PROBLEM DESCRIPTION
Rewrite every line of the material, starting at the line containing "A single marker falls on each instance of the curb" and ending at the line containing "A single marker falls on each instance of the umbrella", with both of those lines included. Offset each coordinate in the answers by -146, and leave the pictures out.

MATERIAL
•••
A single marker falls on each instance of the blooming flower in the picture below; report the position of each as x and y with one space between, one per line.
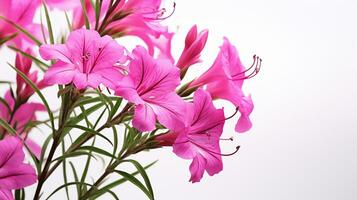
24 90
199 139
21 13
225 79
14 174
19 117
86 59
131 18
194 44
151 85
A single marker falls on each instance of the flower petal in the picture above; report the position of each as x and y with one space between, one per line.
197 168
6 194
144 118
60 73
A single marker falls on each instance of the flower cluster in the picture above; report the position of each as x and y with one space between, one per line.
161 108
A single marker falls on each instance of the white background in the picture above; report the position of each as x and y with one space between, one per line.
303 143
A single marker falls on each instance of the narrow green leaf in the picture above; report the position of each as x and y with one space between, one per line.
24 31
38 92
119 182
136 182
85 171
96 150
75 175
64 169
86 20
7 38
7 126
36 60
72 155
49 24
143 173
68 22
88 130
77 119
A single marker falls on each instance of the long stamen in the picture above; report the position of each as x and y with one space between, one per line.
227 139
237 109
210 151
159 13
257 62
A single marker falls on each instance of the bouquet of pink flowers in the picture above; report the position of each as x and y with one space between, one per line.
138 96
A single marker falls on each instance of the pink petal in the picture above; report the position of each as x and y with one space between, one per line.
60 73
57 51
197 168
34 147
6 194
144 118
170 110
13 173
•••
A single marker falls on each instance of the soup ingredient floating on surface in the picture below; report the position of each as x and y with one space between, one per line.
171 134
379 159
•••
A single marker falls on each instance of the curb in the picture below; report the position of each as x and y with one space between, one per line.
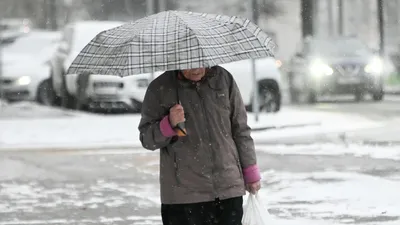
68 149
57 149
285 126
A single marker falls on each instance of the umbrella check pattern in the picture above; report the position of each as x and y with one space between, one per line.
•••
FULL ANSWER
A single marker falls on each instance of the curb in the picture below; report the position of each as x and y with one space between, one per line.
-78 3
-89 3
139 -20
A single marker falls on each instance of the umbrella check pattern in the picture above; report the position of each as x and y with one space between, one per line.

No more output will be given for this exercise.